• _SUPPLIED DATA_
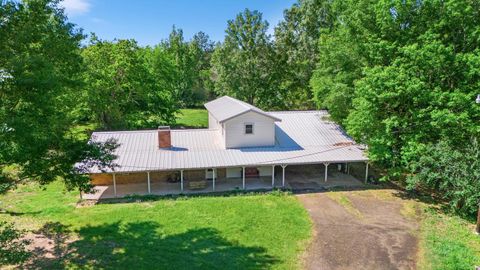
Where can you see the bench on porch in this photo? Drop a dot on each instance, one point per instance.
(197, 184)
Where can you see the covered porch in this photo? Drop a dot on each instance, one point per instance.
(293, 177)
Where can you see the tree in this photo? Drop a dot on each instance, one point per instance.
(244, 66)
(191, 61)
(121, 91)
(41, 74)
(452, 173)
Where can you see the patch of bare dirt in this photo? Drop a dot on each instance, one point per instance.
(48, 245)
(380, 238)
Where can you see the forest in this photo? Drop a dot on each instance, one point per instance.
(400, 76)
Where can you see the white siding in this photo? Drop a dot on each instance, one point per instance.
(263, 131)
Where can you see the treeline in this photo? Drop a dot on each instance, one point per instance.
(399, 76)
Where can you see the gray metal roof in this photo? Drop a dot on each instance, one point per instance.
(226, 108)
(302, 137)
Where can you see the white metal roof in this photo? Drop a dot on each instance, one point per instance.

• _WHAT YOU WILL DO_
Beginning at the line where "Where can you see the forest" appears, extract each line through the end of the data above; keep them exact and include nothing else.

• _RESPONSE_
Where can you see the forest in this photo? Drop a dot on each instance, one point per instance.
(400, 76)
Where can you see the white siding in this photo? Drop a dot on each instance, one point per instance.
(263, 131)
Where can you see the treeline in this photo? Drop a dot on each instance, one point per instance.
(399, 76)
Where can you see the gray metal roof in this photo? Drop a dot on each instance, one point per instance.
(226, 108)
(302, 137)
Where can you see the white metal roof in this photo? Drop a dot on each instance, one point per instance.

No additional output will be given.